• _Set task_
Copy out exactly every line from the line containing "Annotate the flower" until the records below end, inclusive of both boundary lines.

* * * * *

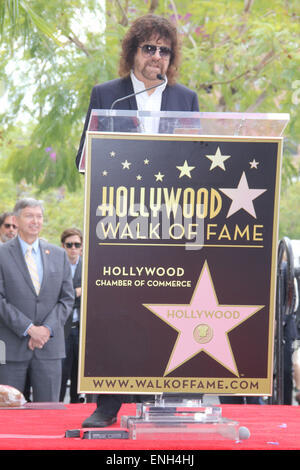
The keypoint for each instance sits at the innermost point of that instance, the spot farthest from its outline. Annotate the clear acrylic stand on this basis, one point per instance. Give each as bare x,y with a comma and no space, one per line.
179,419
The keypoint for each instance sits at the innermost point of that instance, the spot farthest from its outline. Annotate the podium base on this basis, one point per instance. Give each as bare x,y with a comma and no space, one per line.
181,420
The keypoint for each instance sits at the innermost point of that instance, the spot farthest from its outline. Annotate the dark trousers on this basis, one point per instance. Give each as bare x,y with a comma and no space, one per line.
70,366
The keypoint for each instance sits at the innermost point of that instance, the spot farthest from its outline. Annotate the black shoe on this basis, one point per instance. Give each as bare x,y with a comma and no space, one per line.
97,420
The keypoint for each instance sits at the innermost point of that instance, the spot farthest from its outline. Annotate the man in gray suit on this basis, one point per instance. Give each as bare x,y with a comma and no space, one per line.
36,298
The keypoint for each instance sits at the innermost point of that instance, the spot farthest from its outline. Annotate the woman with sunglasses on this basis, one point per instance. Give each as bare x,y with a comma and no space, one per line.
71,241
150,58
8,227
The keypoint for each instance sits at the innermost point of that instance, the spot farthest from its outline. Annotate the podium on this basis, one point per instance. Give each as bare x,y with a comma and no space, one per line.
179,262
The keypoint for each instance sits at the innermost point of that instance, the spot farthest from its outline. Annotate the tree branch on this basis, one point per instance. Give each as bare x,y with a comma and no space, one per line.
74,39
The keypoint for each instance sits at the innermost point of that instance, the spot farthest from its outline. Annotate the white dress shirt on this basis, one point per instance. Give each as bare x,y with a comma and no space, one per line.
149,103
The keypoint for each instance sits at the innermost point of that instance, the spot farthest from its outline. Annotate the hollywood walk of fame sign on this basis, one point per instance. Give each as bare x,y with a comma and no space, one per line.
179,264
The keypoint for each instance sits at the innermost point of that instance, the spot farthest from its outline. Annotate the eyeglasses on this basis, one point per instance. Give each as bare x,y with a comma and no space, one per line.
148,50
69,245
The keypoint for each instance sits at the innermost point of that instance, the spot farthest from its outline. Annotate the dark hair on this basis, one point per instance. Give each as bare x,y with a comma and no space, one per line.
70,232
142,30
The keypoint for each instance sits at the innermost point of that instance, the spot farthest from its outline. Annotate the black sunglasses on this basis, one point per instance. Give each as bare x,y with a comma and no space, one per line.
69,245
149,50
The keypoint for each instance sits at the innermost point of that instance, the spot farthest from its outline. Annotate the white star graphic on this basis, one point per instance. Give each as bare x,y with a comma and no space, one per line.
242,197
253,164
126,165
218,159
203,324
159,176
185,169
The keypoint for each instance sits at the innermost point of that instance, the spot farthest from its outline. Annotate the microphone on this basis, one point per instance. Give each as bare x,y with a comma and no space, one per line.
158,76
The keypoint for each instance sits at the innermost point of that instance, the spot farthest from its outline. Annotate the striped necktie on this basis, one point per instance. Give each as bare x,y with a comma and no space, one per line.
32,267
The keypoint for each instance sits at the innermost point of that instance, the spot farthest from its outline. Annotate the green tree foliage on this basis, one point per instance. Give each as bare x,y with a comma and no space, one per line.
239,55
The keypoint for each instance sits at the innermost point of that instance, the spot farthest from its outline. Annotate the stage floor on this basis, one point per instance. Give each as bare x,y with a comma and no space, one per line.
271,427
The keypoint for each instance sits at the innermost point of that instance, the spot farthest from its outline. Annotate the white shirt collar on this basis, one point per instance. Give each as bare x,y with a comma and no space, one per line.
138,85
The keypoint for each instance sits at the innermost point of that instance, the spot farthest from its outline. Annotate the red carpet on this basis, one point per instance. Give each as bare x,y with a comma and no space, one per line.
272,427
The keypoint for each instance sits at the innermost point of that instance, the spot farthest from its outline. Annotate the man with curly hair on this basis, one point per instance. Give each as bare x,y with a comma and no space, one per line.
150,51
151,48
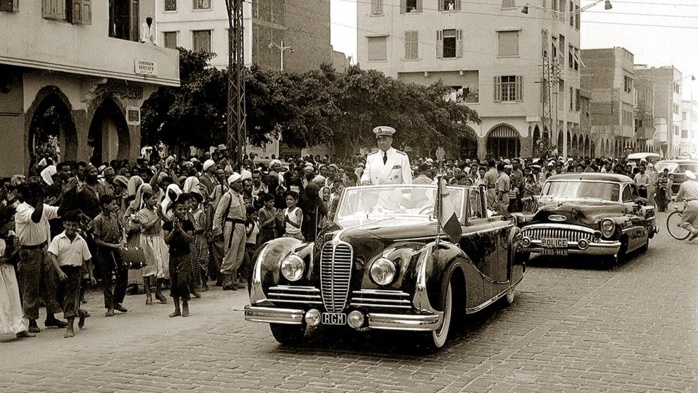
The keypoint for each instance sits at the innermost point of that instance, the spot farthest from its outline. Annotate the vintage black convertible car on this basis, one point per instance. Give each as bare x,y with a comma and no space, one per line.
385,264
595,214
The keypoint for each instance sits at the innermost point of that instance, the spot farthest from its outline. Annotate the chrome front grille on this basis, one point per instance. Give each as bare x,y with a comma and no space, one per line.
573,235
294,295
381,299
335,275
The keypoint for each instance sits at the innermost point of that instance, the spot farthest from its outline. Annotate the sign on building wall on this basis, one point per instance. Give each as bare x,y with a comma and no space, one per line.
133,115
145,67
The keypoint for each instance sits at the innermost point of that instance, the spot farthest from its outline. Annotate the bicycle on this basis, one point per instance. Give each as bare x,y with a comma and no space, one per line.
673,224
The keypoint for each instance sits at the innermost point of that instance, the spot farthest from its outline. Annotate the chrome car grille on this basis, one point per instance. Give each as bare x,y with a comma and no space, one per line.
573,235
381,299
335,275
294,295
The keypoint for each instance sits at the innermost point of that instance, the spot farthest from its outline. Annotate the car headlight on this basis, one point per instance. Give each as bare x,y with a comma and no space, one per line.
292,267
383,271
607,227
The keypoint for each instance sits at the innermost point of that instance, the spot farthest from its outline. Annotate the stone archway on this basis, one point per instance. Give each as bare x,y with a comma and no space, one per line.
503,141
468,144
52,131
108,137
588,152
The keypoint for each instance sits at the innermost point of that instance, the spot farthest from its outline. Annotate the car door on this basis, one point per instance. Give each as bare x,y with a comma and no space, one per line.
632,227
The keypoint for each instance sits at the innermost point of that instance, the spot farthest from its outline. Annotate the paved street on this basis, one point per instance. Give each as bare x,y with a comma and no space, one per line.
574,327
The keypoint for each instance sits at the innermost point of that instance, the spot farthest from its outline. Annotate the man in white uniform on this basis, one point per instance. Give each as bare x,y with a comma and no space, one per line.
386,165
688,192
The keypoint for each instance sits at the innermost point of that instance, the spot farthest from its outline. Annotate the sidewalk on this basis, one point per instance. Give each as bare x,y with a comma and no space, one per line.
140,323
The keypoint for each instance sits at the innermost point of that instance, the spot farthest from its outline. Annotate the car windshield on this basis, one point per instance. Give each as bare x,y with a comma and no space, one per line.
394,200
677,167
606,191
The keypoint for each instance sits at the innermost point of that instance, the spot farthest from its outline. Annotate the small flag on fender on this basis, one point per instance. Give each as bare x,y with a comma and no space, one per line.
446,216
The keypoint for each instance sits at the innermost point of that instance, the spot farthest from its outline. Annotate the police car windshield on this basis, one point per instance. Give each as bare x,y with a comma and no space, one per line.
394,200
580,189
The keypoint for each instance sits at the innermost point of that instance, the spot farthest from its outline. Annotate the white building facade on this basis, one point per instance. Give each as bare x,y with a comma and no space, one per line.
520,72
73,82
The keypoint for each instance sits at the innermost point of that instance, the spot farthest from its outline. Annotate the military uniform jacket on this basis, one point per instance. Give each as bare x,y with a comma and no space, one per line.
396,169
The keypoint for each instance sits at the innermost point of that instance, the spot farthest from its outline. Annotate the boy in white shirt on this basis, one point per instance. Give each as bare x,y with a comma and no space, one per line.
68,252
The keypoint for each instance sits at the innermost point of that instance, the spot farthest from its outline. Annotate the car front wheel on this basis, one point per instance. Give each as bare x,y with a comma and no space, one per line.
288,334
437,338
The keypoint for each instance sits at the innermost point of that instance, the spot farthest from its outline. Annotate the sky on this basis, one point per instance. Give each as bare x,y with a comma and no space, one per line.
658,32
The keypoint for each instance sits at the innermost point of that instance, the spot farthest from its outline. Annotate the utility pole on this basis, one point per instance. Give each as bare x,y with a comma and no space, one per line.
236,130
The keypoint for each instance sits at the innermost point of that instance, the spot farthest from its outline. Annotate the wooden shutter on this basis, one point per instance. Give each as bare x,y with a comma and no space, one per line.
53,9
411,45
497,89
519,88
459,43
82,12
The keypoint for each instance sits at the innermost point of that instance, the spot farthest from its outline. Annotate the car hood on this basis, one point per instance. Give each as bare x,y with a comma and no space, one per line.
584,213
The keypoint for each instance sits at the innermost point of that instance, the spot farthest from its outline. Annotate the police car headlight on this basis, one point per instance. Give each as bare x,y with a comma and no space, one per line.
383,271
607,227
292,267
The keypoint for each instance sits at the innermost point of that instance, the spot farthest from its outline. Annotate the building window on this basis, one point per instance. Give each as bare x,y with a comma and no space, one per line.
407,6
77,12
53,9
411,45
9,5
449,43
508,43
202,4
377,48
376,7
170,39
508,88
170,5
201,41
449,5
577,20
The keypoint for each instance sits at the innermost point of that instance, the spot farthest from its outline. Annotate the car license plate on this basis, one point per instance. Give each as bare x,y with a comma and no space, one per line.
553,242
554,252
334,318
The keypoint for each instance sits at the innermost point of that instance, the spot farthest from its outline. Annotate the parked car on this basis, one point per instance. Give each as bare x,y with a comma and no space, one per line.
635,158
385,264
594,214
677,168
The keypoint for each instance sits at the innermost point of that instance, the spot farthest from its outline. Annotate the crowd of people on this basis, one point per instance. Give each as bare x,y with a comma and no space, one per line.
200,219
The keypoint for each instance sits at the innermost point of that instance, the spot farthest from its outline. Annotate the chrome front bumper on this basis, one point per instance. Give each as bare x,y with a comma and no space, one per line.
601,247
379,321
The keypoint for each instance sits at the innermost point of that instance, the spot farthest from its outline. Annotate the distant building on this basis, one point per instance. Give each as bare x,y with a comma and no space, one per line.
689,128
295,32
608,75
521,73
73,77
667,89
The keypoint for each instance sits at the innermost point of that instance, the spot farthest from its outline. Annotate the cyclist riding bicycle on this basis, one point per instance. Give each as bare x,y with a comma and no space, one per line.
688,192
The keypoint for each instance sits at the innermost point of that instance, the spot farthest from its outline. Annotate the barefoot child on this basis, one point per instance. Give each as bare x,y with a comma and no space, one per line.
179,235
68,252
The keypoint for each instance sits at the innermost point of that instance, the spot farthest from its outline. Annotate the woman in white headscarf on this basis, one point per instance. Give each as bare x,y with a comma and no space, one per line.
47,174
171,195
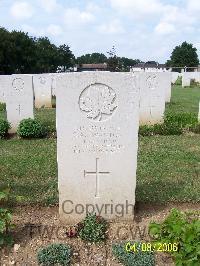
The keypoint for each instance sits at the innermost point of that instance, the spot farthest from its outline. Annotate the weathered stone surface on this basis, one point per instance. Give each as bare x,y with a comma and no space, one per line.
152,98
3,80
97,142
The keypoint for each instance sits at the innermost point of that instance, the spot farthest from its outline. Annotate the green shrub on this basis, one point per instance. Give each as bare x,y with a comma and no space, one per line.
5,219
55,254
184,230
138,258
4,127
2,106
93,229
31,128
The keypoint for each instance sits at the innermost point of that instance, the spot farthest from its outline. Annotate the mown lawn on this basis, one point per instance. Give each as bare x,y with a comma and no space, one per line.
168,166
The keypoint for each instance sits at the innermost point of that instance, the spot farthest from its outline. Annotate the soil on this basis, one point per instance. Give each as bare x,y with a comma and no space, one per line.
37,227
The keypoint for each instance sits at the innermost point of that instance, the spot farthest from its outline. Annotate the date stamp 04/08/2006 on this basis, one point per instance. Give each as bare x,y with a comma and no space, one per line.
148,247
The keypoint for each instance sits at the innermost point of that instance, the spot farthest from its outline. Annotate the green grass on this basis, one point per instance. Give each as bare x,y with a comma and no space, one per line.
168,166
168,169
29,167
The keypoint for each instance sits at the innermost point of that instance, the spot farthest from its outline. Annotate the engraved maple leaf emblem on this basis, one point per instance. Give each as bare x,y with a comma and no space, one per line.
98,100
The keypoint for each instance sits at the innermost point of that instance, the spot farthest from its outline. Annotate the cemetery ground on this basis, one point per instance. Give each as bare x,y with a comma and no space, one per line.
168,176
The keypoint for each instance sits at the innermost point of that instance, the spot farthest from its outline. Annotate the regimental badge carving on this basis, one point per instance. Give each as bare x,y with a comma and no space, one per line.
42,80
152,82
18,84
98,102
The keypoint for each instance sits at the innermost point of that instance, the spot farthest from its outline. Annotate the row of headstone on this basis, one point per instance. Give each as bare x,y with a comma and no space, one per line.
187,77
19,99
155,91
154,88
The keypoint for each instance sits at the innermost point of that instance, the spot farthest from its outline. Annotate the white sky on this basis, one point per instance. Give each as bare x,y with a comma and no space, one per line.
143,29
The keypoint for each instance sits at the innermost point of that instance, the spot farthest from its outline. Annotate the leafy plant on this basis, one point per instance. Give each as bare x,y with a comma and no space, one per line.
5,219
195,128
183,229
4,127
55,254
138,258
31,128
93,229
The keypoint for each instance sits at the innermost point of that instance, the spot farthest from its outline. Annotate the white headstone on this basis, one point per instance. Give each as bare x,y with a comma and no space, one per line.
167,85
3,80
53,84
175,76
19,99
42,90
152,98
97,142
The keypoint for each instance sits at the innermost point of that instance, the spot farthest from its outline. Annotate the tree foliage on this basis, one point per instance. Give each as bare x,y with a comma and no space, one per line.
20,53
94,58
184,55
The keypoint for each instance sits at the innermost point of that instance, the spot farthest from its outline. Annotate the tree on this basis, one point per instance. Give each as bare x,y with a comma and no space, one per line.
66,58
94,58
47,56
22,52
184,55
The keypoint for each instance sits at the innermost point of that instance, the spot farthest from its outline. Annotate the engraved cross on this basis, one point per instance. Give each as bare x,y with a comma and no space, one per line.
96,173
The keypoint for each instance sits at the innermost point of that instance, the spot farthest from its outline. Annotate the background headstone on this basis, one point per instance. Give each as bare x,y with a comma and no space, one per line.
42,90
3,80
97,141
19,99
152,98
167,85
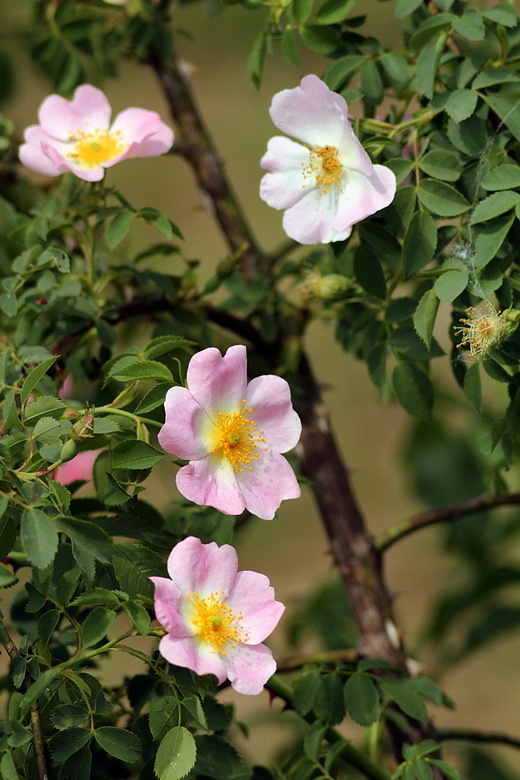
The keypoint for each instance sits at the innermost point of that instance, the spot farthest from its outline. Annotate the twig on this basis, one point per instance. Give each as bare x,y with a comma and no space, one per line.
445,514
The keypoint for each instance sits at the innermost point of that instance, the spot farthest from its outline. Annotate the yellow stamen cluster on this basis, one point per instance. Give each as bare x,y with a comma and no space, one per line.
239,438
483,327
324,166
93,149
215,622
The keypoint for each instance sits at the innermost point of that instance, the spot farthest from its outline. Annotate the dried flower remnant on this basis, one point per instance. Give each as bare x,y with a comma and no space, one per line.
215,616
232,433
326,182
76,135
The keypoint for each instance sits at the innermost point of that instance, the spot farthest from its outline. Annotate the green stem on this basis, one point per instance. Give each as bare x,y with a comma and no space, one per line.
349,752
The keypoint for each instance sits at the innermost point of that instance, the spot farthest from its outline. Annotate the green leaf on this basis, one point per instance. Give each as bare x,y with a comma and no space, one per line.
494,205
425,316
34,377
413,389
135,455
45,406
176,754
87,536
134,564
39,537
333,11
66,743
142,369
96,625
503,177
320,39
120,743
461,104
420,242
451,283
119,226
442,199
361,699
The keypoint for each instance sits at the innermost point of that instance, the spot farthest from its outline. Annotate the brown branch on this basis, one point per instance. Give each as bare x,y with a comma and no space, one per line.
442,515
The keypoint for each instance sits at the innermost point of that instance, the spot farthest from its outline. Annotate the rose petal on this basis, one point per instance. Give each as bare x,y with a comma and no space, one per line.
270,481
253,597
270,398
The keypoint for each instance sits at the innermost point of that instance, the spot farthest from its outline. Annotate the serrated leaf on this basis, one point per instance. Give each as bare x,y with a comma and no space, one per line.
413,389
120,743
135,455
425,315
39,537
35,376
176,754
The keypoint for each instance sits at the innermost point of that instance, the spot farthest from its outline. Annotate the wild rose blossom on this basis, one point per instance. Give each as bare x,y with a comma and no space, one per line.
327,182
232,433
216,616
76,135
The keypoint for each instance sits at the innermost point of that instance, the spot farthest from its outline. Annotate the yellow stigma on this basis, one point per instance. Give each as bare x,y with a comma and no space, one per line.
215,622
238,438
93,149
324,166
483,327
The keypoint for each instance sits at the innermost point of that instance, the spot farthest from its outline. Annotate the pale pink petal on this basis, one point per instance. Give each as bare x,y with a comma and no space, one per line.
286,184
202,568
249,667
253,597
269,397
81,467
362,196
88,110
193,655
168,603
311,113
144,131
181,432
309,220
212,482
218,382
270,481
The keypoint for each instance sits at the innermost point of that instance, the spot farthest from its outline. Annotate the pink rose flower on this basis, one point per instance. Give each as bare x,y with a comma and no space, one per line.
81,466
76,135
327,182
215,616
232,433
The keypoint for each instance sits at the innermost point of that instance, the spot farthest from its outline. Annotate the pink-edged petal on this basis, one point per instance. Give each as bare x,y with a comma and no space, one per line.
362,196
218,382
286,183
192,655
88,110
212,482
249,667
253,597
202,568
185,418
270,398
311,113
144,131
270,481
168,603
309,221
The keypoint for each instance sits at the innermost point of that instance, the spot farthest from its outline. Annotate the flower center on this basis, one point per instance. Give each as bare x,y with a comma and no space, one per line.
93,149
238,438
216,623
324,166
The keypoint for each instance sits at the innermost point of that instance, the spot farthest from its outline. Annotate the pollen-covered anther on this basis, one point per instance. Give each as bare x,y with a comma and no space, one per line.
239,438
215,622
324,166
92,149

* * * * *

• _Result of the exercise_
The keypoint for each instance sits at the innermost point of that instance, the spot farthest from its outline. Annotate the flower center on this basis, one point per instance. Give each as bare x,y with a comma and no space, one per line.
93,149
238,438
216,623
324,166
The keypoint for each instance sits at the innermost point of that instance, the spot farthest from its outline. Annotate the pollen-covered anther on this basis, one point per instance. Give each as bare x,y with a comma and no space, one per line.
239,438
215,622
324,166
92,149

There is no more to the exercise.